_Your tasks_
• 1. In the 737 passage, to what level must EICAS now be certified to meet the current requirement?
• 2. Reproduce the 737 passage word for word, starting at "Because one imagines" and ending at "size and economics?".

Because one imagines they can use the EICAS equipment already developed for other Boeings - reprogrammed for the '73. Or is it not that simple - would all the cabled hydro-mechanical flight control system need to be changed as well?

Ultimately though, the 737 airframe is a design cul-de-sac: old mechanical technology, small and cramped. Short main gear legs etc etc. It's had its day.

Time for a blank sheet of paper and start a new design. Or: could the 787 design be shrinked down to 737 size and economics?
Short answer is "it's not that simple". The original EICAS (757/767) was certified essential (that's why the flight deck of the 757/767 had all those indicator lights - to back up EICAS if it failed). However to meet the current requirement, EICAS has to certified critical. Hence everything has to be redundant and the s/w "Level A" - that's expensive - real expensive. While they could use some of the basic architecture of an existing EICAS, it has to be customized for all the various I/O (both hardware and software) - which are quite a bit different on the 737 relative to anything else currently in production. A billion dollars would be on the low end - I'd expect it to be closer to two billion just for the development costs.

As for shrinking the 787 - that's a non-starter for the airframe, although they could use much of the avionics architecture. But any 737 replacement airframe would have to be all new (it might end up with a composite wing, but Boeing has already determined that for a smaller, shorter range aircraft the higher production costs of a composite fuselage simply don't justify it over more conventional aluminum. Given the oceans of red ink Boeing has experienced in the last several years, there simply is no cash available for a new aircraft development - that cupboard is bare and will stay that way for many years.
So, unless you like the idea of Airbus having a complete monopoly on the single aisle market for the next decade, you'd better hope Boeing get's its act together (and soon).

_Record extracts_
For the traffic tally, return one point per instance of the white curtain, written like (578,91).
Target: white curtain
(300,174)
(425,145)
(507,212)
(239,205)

_Per-task answers_
• 1. Critical.

• 2.
Because one imagines they can use the EICAS equipment already developed for other Boeings - reprogrammed for the '73. Or is it not that simple - would all the cabled hydro-mechanical flight control system need to be changed as well?

Ultimately though, the 737 airframe is a design cul-de-sac: old mechanical technology, small and cramped. Short main gear legs etc etc. It's had its day.

Time for a blank sheet of paper and start a new design. Or: could the 787 design be shrinked down to 737 size and economics?